_Set task_:
Pick out each line in the records that contains the word "dirt" and copy it.

*****

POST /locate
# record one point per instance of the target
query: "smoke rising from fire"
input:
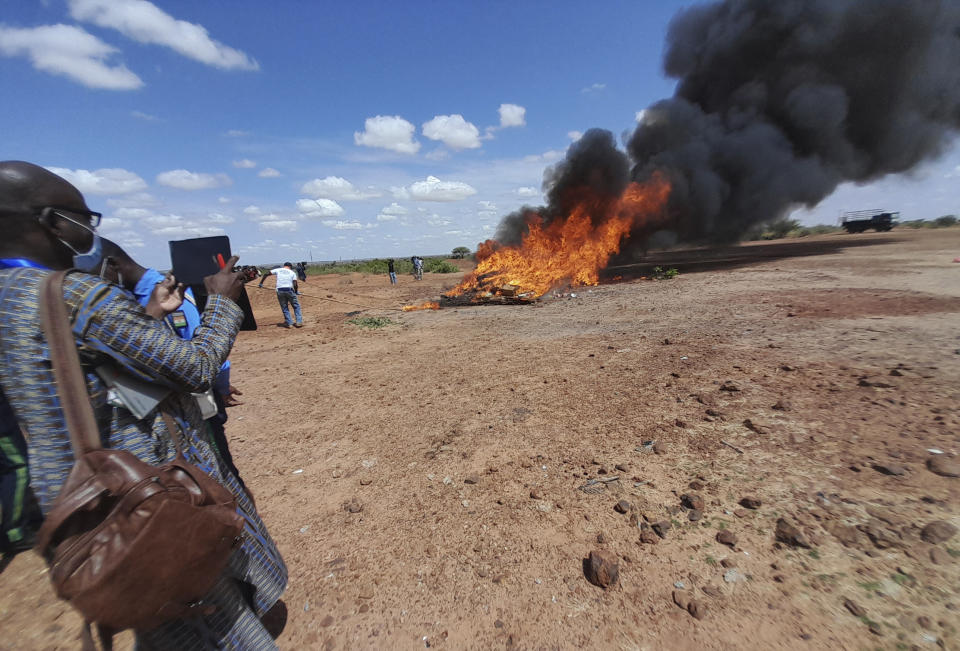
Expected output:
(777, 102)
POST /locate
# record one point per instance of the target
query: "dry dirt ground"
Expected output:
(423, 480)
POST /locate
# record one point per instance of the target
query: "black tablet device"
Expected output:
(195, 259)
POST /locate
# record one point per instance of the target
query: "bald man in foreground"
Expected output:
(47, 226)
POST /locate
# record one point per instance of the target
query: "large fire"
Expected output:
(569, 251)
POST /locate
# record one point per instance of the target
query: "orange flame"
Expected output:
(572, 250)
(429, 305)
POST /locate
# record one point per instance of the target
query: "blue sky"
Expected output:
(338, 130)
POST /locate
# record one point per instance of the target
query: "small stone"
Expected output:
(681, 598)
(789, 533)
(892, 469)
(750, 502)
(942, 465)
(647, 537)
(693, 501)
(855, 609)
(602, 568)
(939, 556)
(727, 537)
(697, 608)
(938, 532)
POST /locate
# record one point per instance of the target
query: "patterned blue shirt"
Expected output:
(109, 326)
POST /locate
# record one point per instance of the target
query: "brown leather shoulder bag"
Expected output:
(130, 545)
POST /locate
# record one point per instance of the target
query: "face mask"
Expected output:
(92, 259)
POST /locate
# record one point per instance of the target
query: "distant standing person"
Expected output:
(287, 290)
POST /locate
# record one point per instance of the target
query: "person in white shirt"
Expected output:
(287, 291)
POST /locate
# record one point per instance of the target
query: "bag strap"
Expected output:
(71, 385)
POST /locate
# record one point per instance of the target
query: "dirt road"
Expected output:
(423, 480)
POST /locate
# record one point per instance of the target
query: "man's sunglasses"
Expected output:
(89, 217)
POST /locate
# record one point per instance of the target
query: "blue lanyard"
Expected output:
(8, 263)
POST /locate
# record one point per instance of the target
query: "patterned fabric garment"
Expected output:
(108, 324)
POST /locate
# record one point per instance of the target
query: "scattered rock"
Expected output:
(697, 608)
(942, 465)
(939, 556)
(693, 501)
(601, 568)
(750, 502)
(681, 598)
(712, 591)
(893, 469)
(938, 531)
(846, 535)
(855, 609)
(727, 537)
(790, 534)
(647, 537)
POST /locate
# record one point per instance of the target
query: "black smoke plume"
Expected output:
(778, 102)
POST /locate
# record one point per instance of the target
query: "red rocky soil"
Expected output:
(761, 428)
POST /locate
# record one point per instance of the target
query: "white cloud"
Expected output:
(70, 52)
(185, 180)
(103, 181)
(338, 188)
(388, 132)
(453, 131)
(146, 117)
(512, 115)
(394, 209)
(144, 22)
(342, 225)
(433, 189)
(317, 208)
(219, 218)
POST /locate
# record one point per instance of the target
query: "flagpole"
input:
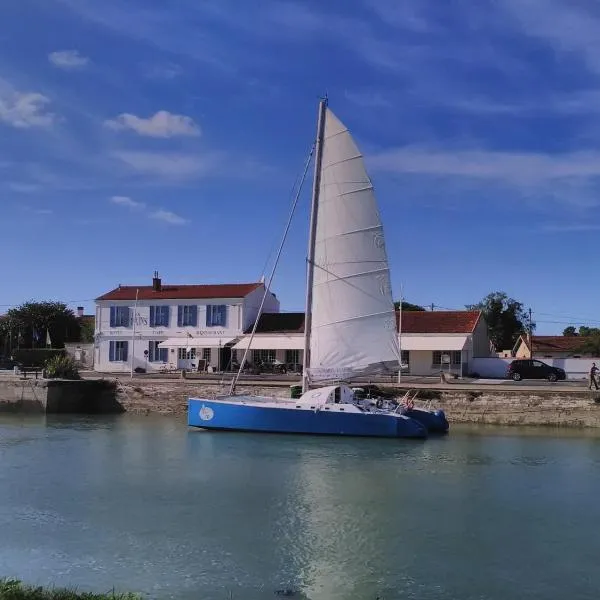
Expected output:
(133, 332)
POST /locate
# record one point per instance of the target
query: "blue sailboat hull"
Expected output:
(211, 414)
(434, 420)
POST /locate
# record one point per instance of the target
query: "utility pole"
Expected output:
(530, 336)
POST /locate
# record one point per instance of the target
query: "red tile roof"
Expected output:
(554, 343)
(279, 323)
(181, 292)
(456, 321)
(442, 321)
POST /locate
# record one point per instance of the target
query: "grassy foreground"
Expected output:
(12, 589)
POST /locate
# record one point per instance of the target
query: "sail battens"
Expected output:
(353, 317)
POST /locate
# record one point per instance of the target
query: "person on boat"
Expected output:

*****

_Written solution_:
query: "dry dirt ground"
query: "dirt road"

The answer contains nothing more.